L’art jouait pour Devaldès un certain rôle dans la réforme de l’individu. Il était partisan de ma théorie de l’Artistocratie (ne pas lire « aristocratie ») ou individualisme esthétique, désigné par lui sous le vocable bio-esthétique, qui en résume parfaitement l’esprit, et qu’il a commentée-dans un ouvrage publié en 1934.
Son livre sur Louis Moreau, peintre-graveur, paru comme le précédent, dans la « Bibliothèque de l’Artistocratie », que j’avais fondée en 1931, est un modèle de critique compréhensive, dans lequel il a su faire apprécier le talent original d’un des meilleurs artistes de ce temps.
Aussi bon critique littéraire que critique d’art, on lui doit une étude sur Honoré de Balzac, instructive et documentée.
Figures d’Angleterre, six essais de biographie et d’histoire des littératures, dans lequel il a examiné, à l’aide de documents inédits, l’œuvre et la vie d’écrivains peu connus ou mal connus de ce côté-ci de la Manche, en particulier Shelley, Huxley, Holcroft, Herne, Bertrand Russell, est un ouvrage magistral, que feraient bien de lire nos barbacoles officiels, pour se documenter (Éditions de l’Artistocratie).
Il publia également, dans la même collection, la Fin du Marquis d’Amercœur et Chez les Cruels, où le problème sexuel est envisagé à la façon du marquis de Sade.
Entre temps, il exposait son point de vue sur le Christianisme et l’Église.
En tout, une vingtaine de livres et brochures. Beaucoup d’autres devaient paraître, dont des fragments ont été publiés dans « l’en dehors », « l’Unique », sous le titre de « Sur la Table rase » et « Haute École », réflexions, boutades, aphorismes, paradoxes, formules frappées au bon coin, où s’exprime le franc-parler de l’écrivain et où sont traités différents sujets du point de vue de l’individualisme libertaire.

----

## OBJECTIF DE LA TÂCHE
D'après le texte sur Devaldès, en quelle année la « Bibliothèque de l'Artistocratie » a-t-elle été fondée ? Répondez en quelques mots, s'il vous plaît. Les données ne servent à rien ici.

----

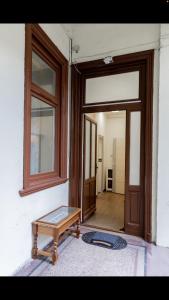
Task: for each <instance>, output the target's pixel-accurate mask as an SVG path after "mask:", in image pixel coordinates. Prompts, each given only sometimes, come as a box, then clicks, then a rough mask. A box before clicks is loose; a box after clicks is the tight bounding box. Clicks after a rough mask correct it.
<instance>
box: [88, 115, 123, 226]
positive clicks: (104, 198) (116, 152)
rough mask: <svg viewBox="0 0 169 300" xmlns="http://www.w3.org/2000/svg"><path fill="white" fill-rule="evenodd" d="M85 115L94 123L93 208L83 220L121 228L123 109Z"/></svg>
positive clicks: (122, 209) (121, 202)
mask: <svg viewBox="0 0 169 300" xmlns="http://www.w3.org/2000/svg"><path fill="white" fill-rule="evenodd" d="M86 116H87V117H89V118H90V119H91V120H93V121H95V122H96V124H97V150H96V153H97V155H96V211H95V212H94V213H93V214H92V215H91V216H90V217H89V218H88V219H87V220H86V221H85V223H84V224H86V225H90V226H94V227H101V228H105V229H108V230H112V231H113V230H114V231H123V230H124V202H125V133H126V131H125V127H126V112H125V111H110V112H100V113H89V114H86ZM86 142H88V140H87V139H86ZM86 159H87V158H86ZM86 164H88V162H87V161H86Z"/></svg>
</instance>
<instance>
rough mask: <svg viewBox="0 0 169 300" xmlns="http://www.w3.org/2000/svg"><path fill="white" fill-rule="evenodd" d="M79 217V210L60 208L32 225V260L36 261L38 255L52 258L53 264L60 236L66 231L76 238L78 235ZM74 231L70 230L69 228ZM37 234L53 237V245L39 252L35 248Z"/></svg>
mask: <svg viewBox="0 0 169 300" xmlns="http://www.w3.org/2000/svg"><path fill="white" fill-rule="evenodd" d="M80 215H81V209H80V208H75V207H69V206H60V207H59V208H57V209H55V210H53V211H51V212H50V213H48V214H46V215H44V216H42V217H41V218H40V219H38V220H36V221H34V222H33V223H32V231H33V237H34V241H33V248H32V258H34V259H36V258H37V257H38V255H44V256H49V257H51V258H52V263H53V264H55V263H56V261H57V258H58V253H57V247H58V242H59V240H60V237H61V235H62V234H63V233H64V232H65V231H66V230H71V232H75V233H76V237H77V238H79V235H80V229H79V225H80ZM73 225H74V226H75V229H70V227H71V226H73ZM39 234H45V235H48V236H51V237H53V245H52V247H49V248H48V249H46V250H39V249H38V247H37V239H38V235H39Z"/></svg>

----

## ZONE DE RÉPONSE
En 1931.